Set problem:
Quote all of the entries word for word.

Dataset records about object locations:
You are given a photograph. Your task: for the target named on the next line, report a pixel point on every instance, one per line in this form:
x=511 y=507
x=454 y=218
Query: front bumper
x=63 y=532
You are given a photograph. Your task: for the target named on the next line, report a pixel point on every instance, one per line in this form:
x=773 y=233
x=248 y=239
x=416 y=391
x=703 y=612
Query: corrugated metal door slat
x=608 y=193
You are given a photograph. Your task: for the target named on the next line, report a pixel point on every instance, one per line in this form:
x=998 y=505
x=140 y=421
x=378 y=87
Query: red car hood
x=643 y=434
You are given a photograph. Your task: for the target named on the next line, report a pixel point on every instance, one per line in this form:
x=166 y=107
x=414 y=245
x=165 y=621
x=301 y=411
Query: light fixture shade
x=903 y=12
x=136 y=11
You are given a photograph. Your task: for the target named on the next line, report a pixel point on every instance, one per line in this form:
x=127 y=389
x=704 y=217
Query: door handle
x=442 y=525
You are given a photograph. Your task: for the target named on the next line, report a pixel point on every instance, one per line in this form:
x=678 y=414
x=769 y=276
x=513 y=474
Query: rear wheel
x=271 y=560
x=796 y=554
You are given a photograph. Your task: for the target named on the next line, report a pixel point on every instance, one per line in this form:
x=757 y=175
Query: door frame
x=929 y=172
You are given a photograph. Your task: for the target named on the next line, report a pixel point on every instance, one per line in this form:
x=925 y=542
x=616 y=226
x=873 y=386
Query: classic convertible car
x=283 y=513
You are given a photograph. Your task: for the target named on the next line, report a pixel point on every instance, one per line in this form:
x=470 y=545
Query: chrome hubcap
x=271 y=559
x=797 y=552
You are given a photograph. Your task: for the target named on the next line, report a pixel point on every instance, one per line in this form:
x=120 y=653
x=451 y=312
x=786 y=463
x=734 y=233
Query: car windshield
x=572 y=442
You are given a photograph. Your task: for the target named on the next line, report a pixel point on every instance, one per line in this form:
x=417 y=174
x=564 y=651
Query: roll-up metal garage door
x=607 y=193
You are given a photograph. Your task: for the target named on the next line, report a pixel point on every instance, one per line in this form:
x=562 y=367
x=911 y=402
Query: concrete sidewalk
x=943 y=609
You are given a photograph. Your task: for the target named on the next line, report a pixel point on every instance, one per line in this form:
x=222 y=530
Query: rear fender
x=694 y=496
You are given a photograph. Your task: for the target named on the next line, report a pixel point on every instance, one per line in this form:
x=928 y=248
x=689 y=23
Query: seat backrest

Exercise output:
You are given a photograph. Your task: for the target named on the next line, report a pixel point on every instance, one per line in this form:
x=511 y=507
x=454 y=218
Query: front bumper
x=63 y=532
You are given a photograph. Your task: for the target named on the next line, report a pixel point on every instance, one per line in this form:
x=773 y=233
x=248 y=239
x=416 y=391
x=703 y=612
Query: corrugated metal door slat
x=608 y=193
You are given a photograph. Your task: for the target named on the next line, report a pixel point on every instance, one per line in this form:
x=998 y=505
x=140 y=421
x=378 y=87
Query: red car hood
x=643 y=434
You are given a photograph. Your task: for the target named on the next line, report a pixel point on every instance, one per line in this form:
x=166 y=107
x=414 y=245
x=165 y=621
x=301 y=411
Query: light fixture shade
x=903 y=12
x=136 y=11
You are given a photograph. Your task: for the target named on the next line, report a pixel point on every instance, one per line in this form:
x=127 y=389
x=704 y=217
Query: door handle
x=442 y=525
You are given a photograph. Your task: for the target named on the next line, report a pixel point on every instance, one per line in this form:
x=678 y=414
x=769 y=276
x=513 y=474
Query: rear wheel
x=271 y=560
x=796 y=554
You are given a photograph. Your task: for the target named on the next line, report a pixel point on every instance, one per line in this form:
x=757 y=175
Query: door frame
x=929 y=172
You are given a photograph. Your task: for the target named on the next line, report a pixel point on every instance, one per line in this form:
x=925 y=542
x=616 y=226
x=873 y=386
Query: classic convertible car
x=283 y=513
You are given a photograph. Your task: for the target named on the next line, report a pixel point on every instance, one per line in this form:
x=470 y=545
Query: chrome hubcap
x=271 y=559
x=797 y=552
You are given a photograph. Your task: for the target named on the next line, report a pixel point on every instance, one per line in this form:
x=120 y=653
x=451 y=312
x=786 y=463
x=734 y=233
Query: car windshield
x=572 y=442
You are given a photograph. Your task: for the target named on the next line, report a pixel point on every instance, one per line in this form:
x=417 y=174
x=564 y=651
Query: roll-up metal garage door
x=607 y=193
You are given a photograph. Your task: for the target named on the next line, report a pixel point on every instance, one per line in this form:
x=562 y=367
x=911 y=402
Query: concrete sidewalk
x=943 y=609
You are given a photograph. Your task: for the target named on the next line, report a pixel point on every instance, one per line in this form:
x=222 y=530
Query: rear fender
x=694 y=496
You are given a photograph. Your task: for the target named on the next line, report a pixel point on every instance, one per line in this form:
x=928 y=248
x=689 y=23
Query: seat backrest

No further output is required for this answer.